(Raw listing)
────

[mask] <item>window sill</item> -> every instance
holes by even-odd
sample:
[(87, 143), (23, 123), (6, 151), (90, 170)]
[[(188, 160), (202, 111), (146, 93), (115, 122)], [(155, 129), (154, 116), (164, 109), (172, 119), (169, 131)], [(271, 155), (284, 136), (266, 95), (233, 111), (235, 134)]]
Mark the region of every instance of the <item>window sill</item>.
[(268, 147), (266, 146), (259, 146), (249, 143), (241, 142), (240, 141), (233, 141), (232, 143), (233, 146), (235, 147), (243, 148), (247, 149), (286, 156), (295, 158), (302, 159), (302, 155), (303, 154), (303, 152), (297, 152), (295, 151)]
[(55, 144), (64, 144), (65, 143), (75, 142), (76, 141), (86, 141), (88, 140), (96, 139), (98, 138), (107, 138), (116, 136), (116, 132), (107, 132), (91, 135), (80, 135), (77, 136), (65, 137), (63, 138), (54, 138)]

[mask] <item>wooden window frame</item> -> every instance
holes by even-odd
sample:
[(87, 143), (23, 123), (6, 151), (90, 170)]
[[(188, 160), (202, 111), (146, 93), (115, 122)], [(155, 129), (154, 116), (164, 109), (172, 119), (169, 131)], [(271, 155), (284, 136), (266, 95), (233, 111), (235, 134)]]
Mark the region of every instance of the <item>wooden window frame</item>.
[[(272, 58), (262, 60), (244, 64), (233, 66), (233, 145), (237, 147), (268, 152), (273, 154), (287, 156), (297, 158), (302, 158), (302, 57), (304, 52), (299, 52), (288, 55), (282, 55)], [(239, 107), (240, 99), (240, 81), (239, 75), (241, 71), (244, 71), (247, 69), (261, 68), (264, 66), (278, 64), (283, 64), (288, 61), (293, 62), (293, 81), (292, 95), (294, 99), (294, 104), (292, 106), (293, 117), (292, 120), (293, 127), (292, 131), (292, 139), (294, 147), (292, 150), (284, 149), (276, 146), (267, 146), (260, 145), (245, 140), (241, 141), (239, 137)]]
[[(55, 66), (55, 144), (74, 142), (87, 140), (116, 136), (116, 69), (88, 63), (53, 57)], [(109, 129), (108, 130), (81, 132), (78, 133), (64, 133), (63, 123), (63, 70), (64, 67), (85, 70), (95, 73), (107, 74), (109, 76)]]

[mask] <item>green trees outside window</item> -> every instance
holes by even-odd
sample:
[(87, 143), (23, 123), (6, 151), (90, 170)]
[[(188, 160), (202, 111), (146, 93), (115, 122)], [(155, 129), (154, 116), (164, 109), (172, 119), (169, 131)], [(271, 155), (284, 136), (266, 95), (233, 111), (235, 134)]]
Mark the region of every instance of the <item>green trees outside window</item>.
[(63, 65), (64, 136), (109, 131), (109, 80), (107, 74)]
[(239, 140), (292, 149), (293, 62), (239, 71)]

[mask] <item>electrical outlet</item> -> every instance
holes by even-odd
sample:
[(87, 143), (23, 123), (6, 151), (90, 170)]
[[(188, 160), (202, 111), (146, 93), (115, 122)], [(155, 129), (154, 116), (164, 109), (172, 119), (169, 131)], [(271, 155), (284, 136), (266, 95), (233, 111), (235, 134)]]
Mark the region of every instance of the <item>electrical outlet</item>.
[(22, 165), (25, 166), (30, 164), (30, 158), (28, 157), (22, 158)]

────

**Exercise**
Can you copy the listing above line for line, with no changes?

**The completed task**
[mask] <item>window sill</item> -> every instance
holes by even-odd
sample:
[(87, 143), (23, 123), (6, 151), (90, 170)]
[[(188, 160), (202, 111), (146, 93), (115, 122)], [(155, 129), (154, 116), (164, 109), (172, 119), (169, 131)], [(271, 155), (284, 136), (266, 95), (233, 111), (235, 134)]]
Mark the region of every instance of the <item>window sill</item>.
[(268, 147), (266, 146), (259, 146), (249, 143), (241, 142), (240, 141), (233, 141), (232, 143), (233, 146), (235, 147), (243, 148), (247, 149), (286, 156), (295, 158), (302, 159), (302, 155), (303, 154), (303, 152), (297, 152), (295, 151)]
[(55, 144), (64, 144), (65, 143), (75, 142), (76, 141), (86, 141), (88, 140), (96, 139), (98, 138), (107, 138), (116, 136), (116, 132), (107, 132), (91, 135), (80, 135), (77, 136), (65, 137), (63, 138), (54, 138)]

[mask] <item>wooden window frame</item> -> every instance
holes by even-odd
sample:
[(87, 143), (23, 123), (6, 151), (90, 170)]
[[(188, 160), (202, 111), (146, 93), (115, 122)], [(155, 129), (154, 116), (164, 109), (172, 119), (169, 131)], [(271, 155), (284, 136), (266, 95), (233, 111), (235, 134)]]
Mark the region of every instance of the <item>wooden window frame</item>.
[[(272, 58), (262, 60), (244, 64), (233, 66), (233, 145), (237, 147), (268, 152), (273, 154), (287, 156), (297, 158), (302, 158), (302, 57), (304, 52), (299, 52), (288, 55), (282, 55)], [(239, 107), (240, 99), (240, 81), (239, 75), (241, 71), (244, 71), (247, 69), (261, 68), (264, 66), (278, 64), (283, 64), (288, 61), (293, 62), (293, 81), (292, 95), (294, 99), (294, 104), (292, 106), (293, 117), (292, 120), (293, 127), (292, 131), (292, 139), (294, 147), (292, 150), (284, 149), (276, 146), (267, 146), (260, 145), (245, 140), (241, 141), (239, 137)]]
[[(55, 66), (55, 144), (74, 142), (87, 140), (116, 136), (116, 69), (88, 63), (53, 57)], [(109, 129), (108, 130), (81, 132), (78, 133), (64, 133), (63, 123), (63, 70), (64, 67), (85, 70), (95, 73), (107, 74), (109, 76)]]

[mask] <item>green trees outside window</item> -> every instance
holes by even-odd
sample:
[(87, 143), (23, 123), (6, 151), (90, 170)]
[[(188, 160), (202, 111), (146, 93), (115, 122)], [(155, 129), (154, 116), (164, 109), (172, 119), (169, 131)], [(271, 155), (284, 136), (266, 95), (233, 111), (235, 134)]]
Mark the region of every instance of the <item>green trees outside window</item>.
[(63, 65), (64, 136), (109, 131), (109, 80), (107, 74)]
[(239, 140), (292, 149), (293, 62), (239, 71)]

[mask] <item>electrical outlet</item> -> every instance
holes by even-odd
sample:
[(87, 143), (23, 123), (6, 151), (90, 170)]
[[(188, 160), (202, 111), (146, 93), (115, 122)], [(155, 129), (154, 116), (164, 109), (172, 119), (169, 131)], [(271, 155), (284, 136), (266, 95), (233, 111), (235, 134)]]
Mark the region of every instance of the <item>electrical outlet</item>.
[(22, 165), (25, 166), (30, 164), (30, 158), (28, 157), (22, 158)]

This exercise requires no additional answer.